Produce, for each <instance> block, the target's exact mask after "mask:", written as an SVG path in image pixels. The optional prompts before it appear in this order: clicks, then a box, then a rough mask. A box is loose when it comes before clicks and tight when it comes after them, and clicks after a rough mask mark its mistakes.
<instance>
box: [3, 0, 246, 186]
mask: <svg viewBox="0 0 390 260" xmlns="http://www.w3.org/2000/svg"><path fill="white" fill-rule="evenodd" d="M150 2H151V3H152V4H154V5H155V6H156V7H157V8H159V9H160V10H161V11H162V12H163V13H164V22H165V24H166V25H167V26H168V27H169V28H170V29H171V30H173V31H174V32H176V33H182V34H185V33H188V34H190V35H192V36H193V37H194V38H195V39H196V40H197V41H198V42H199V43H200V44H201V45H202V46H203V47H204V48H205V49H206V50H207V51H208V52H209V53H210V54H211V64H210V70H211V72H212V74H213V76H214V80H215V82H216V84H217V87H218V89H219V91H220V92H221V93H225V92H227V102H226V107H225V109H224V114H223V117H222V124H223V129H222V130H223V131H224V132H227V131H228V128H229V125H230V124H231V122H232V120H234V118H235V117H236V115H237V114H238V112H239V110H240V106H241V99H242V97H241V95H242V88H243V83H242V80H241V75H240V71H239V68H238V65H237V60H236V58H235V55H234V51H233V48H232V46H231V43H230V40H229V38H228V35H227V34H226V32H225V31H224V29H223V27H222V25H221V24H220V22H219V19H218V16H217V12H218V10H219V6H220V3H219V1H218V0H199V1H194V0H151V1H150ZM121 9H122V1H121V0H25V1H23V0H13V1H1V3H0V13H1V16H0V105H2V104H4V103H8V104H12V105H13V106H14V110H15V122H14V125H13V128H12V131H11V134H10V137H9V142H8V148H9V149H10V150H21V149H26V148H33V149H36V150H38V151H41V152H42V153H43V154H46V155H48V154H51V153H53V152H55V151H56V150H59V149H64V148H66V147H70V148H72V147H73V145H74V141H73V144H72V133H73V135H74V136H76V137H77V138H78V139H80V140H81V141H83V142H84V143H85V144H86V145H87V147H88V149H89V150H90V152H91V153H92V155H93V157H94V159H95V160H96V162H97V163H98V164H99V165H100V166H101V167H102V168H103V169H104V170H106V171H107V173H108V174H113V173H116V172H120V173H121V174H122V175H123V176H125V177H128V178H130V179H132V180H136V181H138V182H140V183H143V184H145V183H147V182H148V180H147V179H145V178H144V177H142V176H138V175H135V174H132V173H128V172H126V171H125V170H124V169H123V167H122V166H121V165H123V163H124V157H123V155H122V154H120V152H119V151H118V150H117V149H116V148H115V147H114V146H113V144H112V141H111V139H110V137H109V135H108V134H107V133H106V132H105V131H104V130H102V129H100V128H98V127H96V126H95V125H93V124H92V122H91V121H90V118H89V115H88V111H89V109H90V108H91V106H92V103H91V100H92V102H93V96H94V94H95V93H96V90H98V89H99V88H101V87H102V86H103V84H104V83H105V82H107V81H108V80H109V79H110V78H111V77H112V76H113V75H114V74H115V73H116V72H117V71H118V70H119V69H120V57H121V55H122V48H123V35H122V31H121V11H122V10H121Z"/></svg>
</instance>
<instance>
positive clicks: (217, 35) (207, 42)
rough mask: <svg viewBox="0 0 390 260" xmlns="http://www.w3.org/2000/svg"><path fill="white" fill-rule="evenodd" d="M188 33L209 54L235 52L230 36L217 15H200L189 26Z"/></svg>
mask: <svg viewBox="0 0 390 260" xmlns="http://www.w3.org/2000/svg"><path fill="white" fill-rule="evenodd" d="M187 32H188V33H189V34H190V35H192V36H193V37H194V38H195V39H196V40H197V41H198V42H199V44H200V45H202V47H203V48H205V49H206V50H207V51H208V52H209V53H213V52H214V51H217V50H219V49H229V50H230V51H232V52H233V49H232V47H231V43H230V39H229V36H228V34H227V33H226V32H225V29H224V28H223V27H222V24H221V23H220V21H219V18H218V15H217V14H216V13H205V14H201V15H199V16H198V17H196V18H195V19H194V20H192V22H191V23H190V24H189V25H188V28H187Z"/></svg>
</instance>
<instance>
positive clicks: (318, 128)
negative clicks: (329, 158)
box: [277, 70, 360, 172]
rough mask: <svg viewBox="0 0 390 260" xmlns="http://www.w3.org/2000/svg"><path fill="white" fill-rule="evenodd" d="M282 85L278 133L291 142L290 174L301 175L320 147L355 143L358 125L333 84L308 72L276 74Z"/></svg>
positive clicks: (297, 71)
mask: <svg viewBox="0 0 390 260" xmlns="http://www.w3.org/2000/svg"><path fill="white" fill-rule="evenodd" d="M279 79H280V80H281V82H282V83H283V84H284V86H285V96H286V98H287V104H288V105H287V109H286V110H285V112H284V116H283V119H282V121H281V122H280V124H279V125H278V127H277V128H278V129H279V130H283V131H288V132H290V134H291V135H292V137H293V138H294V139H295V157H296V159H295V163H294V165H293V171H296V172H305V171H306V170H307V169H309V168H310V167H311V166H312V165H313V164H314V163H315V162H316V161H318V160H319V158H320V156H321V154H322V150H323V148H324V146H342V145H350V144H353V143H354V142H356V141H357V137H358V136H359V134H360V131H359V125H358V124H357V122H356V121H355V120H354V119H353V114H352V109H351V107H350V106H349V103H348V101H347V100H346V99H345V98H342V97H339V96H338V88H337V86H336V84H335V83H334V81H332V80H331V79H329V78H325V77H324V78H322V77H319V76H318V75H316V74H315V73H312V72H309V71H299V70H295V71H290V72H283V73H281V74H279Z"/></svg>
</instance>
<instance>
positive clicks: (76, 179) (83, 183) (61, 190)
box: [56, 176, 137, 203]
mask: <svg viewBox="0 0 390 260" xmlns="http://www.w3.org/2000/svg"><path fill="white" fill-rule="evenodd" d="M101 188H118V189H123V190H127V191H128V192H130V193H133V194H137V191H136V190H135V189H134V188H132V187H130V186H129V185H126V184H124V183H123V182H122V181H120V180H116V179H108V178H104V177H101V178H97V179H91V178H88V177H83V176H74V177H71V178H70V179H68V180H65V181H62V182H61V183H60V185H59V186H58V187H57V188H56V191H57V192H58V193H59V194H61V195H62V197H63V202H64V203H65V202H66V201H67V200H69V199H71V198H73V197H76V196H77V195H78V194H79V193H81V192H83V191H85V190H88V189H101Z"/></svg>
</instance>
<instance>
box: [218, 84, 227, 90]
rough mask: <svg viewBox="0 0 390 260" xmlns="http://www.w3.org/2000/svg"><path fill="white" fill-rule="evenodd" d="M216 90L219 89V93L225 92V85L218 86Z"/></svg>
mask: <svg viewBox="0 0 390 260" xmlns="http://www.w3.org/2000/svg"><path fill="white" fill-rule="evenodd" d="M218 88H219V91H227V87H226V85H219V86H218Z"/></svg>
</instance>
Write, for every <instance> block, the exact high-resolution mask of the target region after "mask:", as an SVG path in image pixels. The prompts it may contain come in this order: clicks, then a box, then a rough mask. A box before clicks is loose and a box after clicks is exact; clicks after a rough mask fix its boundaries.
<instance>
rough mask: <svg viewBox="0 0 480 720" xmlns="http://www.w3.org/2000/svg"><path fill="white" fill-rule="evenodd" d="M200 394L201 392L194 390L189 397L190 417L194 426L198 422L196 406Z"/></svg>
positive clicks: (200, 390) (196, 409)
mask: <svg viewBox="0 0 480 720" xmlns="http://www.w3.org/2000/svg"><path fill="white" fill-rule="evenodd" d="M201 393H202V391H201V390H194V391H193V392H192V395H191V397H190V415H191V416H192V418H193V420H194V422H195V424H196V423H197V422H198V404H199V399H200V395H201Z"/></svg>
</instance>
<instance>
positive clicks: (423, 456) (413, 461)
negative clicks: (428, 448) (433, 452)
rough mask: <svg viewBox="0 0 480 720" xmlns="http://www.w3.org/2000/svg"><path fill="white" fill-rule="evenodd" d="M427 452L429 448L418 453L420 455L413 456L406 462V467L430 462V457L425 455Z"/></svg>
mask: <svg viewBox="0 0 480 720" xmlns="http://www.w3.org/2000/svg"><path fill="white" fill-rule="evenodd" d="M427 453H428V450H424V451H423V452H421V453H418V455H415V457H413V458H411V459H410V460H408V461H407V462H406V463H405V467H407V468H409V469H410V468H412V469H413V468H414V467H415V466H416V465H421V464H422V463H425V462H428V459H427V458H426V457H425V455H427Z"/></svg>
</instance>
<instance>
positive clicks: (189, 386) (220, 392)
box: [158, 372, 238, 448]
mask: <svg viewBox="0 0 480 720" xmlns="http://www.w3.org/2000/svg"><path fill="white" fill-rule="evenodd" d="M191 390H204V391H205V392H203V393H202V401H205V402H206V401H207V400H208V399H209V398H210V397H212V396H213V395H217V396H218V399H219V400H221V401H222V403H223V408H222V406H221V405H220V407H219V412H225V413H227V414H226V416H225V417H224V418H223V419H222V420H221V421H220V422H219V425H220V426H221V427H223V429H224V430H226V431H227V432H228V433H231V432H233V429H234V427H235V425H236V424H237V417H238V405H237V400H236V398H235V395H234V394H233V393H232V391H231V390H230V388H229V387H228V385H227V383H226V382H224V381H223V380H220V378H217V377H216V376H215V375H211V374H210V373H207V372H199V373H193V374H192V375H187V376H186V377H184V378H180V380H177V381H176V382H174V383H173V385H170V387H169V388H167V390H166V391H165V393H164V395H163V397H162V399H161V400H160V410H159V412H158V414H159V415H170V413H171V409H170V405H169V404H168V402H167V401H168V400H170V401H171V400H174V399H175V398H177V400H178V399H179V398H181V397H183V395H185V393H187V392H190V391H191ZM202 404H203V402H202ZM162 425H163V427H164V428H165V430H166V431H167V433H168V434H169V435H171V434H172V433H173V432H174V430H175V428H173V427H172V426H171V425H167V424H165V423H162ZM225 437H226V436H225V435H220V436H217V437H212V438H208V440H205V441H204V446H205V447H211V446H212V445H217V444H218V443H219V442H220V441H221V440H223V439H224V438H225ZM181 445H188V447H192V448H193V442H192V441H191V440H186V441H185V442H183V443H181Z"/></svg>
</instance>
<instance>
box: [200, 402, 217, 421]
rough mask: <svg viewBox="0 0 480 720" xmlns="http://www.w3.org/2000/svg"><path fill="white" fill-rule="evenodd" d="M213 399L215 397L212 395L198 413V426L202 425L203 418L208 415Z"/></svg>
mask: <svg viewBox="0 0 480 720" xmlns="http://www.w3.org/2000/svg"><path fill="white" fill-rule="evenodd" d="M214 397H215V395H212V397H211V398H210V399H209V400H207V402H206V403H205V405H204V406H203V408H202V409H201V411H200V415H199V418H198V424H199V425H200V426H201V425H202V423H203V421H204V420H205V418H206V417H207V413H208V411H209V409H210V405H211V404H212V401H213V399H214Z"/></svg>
# # # # # # #
● AIM OF THE TASK: Copy out word for word the part that runs from the start of the items through the line containing "box: [3, 0, 246, 186]", including that line.

● THE COMPLETED TASK:
Produce, for each <instance> block, the target's exact mask after "mask:", written as an SVG path in image pixels. The optional prompts before it appear in this order: clicks, then a box, then a rough mask. A box is loose when it comes before clicks and tight when it comes after them, and clicks after a rough mask mark its mistakes.
<instance>
box: [3, 0, 246, 186]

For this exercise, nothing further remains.